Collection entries
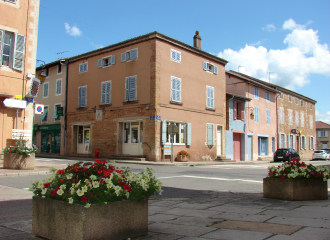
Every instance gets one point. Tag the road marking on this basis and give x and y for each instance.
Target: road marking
(211, 178)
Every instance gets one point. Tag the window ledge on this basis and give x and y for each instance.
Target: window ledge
(177, 103)
(105, 105)
(131, 102)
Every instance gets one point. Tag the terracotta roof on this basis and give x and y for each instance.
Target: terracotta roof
(320, 124)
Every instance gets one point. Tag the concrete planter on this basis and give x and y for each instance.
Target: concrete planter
(53, 219)
(295, 189)
(18, 161)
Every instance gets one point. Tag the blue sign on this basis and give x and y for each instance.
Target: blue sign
(29, 99)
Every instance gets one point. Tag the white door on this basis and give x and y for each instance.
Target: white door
(219, 141)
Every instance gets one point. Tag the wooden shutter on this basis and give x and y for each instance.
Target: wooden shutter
(242, 111)
(123, 57)
(133, 54)
(1, 44)
(215, 69)
(19, 52)
(188, 133)
(99, 63)
(235, 110)
(210, 135)
(164, 132)
(205, 66)
(113, 59)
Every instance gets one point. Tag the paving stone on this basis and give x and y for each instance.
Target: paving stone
(193, 221)
(242, 210)
(182, 230)
(191, 212)
(230, 234)
(322, 223)
(258, 227)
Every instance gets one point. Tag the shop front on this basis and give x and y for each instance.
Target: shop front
(50, 141)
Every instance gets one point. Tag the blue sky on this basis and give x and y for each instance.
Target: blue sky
(290, 39)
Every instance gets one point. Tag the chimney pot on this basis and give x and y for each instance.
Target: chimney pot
(197, 41)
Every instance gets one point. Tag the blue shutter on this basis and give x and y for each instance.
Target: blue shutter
(19, 52)
(189, 134)
(113, 59)
(210, 135)
(123, 57)
(99, 63)
(164, 132)
(205, 66)
(133, 54)
(132, 89)
(215, 69)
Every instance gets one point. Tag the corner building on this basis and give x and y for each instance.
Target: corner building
(122, 98)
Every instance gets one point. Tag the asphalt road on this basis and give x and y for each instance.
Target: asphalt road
(226, 177)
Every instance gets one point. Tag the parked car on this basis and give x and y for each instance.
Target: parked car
(285, 154)
(320, 154)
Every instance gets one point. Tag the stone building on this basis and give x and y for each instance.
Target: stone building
(123, 100)
(18, 46)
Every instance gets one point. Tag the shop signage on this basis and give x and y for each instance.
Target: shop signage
(38, 109)
(14, 103)
(59, 111)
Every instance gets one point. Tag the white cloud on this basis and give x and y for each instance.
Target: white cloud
(324, 117)
(269, 28)
(72, 31)
(292, 65)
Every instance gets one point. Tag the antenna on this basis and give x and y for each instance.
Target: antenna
(239, 67)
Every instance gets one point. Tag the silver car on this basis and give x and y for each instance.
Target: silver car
(320, 154)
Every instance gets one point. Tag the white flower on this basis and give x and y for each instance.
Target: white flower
(84, 188)
(60, 192)
(96, 184)
(80, 192)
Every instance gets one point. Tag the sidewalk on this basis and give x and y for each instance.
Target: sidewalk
(192, 215)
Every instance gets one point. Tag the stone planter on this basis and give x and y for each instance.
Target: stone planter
(53, 219)
(18, 161)
(295, 189)
(181, 158)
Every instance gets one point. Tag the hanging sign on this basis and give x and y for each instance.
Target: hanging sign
(14, 103)
(38, 109)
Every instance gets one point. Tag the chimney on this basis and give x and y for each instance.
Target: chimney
(197, 41)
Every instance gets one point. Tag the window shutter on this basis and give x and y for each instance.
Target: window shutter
(127, 89)
(205, 66)
(188, 133)
(19, 51)
(103, 93)
(1, 44)
(123, 57)
(164, 131)
(235, 110)
(210, 137)
(133, 54)
(215, 69)
(242, 111)
(113, 59)
(99, 63)
(55, 113)
(132, 89)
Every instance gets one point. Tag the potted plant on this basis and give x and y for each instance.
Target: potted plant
(183, 156)
(296, 181)
(19, 156)
(93, 201)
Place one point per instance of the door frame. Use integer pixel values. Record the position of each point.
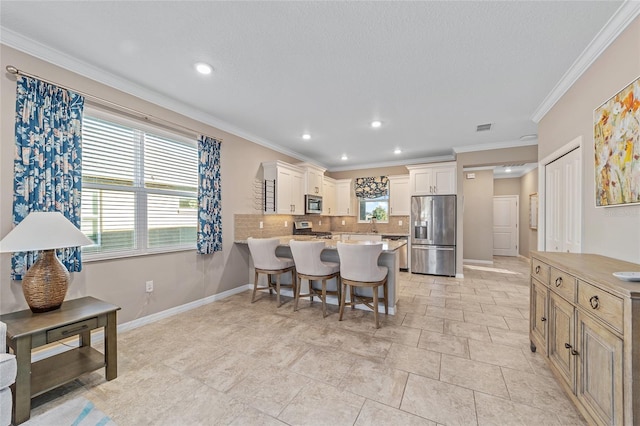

→ About this task
Reprint the data verbatim, pictures excluded.

→ Response to the exercise
Every instance gets one point. Tag the road marking on this basis and give x and y for each instance.
Target: road marking
(211, 178)
Every instance gets one point. Tag the window ledge on this basis and give x and y for each instance.
Target: window ledge
(177, 103)
(105, 105)
(131, 102)
Every instance gets one point. Tag the terracotta roof on this basis and give x and y for each instance.
Target: terracotta roof
(320, 124)
Every instance gets one point. Tag the concrete planter on this basis and give x and y for each instance.
Target: concrete planter
(53, 219)
(295, 189)
(18, 161)
Every instance gets one point. Tag the blue sign on this basis and give x and y for each instance.
Target: blue sign
(29, 99)
Every instance gets one point. Tag the white door on this basis and give x and y for each instance.
Target: white door
(219, 141)
Every instance gets one point. Tag the wooden shutter on this basis and give x and y for each instance.
Target: wooden shutter
(242, 111)
(123, 57)
(133, 54)
(1, 44)
(215, 69)
(19, 52)
(188, 133)
(99, 63)
(235, 110)
(210, 135)
(164, 132)
(205, 66)
(113, 59)
Every instance gets one point. Tag the paving stone on this basis and give x and y for each instance.
Target: paving stone
(193, 221)
(242, 210)
(182, 230)
(191, 212)
(230, 234)
(322, 223)
(258, 227)
Every instance gets one point. Tag the shop front on this basis and give x and y for each instance.
Target: shop front
(50, 141)
Every instance gets one point. Tag the blue sky on this basis and give x and y for each instance.
Target: blue sky
(290, 39)
Every instance gets one point. Tag the chimney pot on this basis and give x and y for each instance.
Target: chimney pot
(197, 41)
Every instance gets one point. Tag the blue shutter on this basis and give x and y for each instance.
Target: blue shutter
(19, 52)
(189, 134)
(113, 59)
(210, 135)
(123, 57)
(99, 63)
(164, 132)
(205, 66)
(133, 54)
(132, 89)
(215, 69)
Every instance gets one point. Tag the corner building on this basis and give x and y for each instance.
Target: corner building
(122, 98)
Every instance gets one point. Tag the asphalt road on this basis and give x and y for each instance.
Target: asphalt road
(226, 177)
Every instance gets one point. Tag the parked car on this basis and give x and y for each instance.
Target: parked car
(285, 154)
(320, 154)
Every instance gets one point. Tag the stone building on this basis and give x and y for each instance.
Target: stone building
(123, 100)
(18, 46)
Every instance gets one point. Tag the shop signage on this basis and give x and y for each instance.
Target: shop signage
(38, 109)
(14, 103)
(59, 111)
Every instance gets one point. Tag the white cloud on this basis and give x and y for each instance.
Target: white cloud
(324, 117)
(269, 28)
(72, 31)
(292, 65)
Every instance gets one point. Tag the antenna on this basis and give x and y for each instance.
Target: antenna
(239, 67)
Every instance gets one point. Tag the silver car on this basis and give x and y for each instance.
Target: silver car
(320, 154)
Every instance gets one point. Tag the white flower on this basis and give x and y for each instance.
Target: white flower
(84, 188)
(60, 192)
(96, 184)
(80, 192)
Every instance gets one point. Tag the sidewalk on this basis and give x and y for each instance.
Target: sidewalk
(192, 215)
Every instance gets one point. Tag the stone planter on this basis and give x and y for each instance.
Target: stone planter
(53, 219)
(18, 161)
(295, 189)
(181, 158)
Every instance gets one point. Tag the hanging sign on this basis and give x and y for each instance.
Target: hanging sign
(14, 103)
(38, 109)
Every instance gets one point. Tag the chimney on this basis and give x and y for each instance.
Target: chimney
(197, 41)
Every instance gets one point. Tag the window shutter on this basis and give x and y for each instance.
Target: window shutter
(127, 89)
(205, 66)
(188, 133)
(19, 51)
(103, 93)
(1, 44)
(123, 57)
(164, 131)
(235, 110)
(210, 137)
(133, 54)
(215, 69)
(242, 111)
(113, 59)
(99, 63)
(55, 113)
(132, 89)
Every instance gets one point. Tag the potted plant on this basis and give x and y for each instance.
Target: potted plant
(183, 156)
(296, 181)
(19, 156)
(93, 201)
Place one point per instance of the door frame. Use integer pixel values. Record the position of each point.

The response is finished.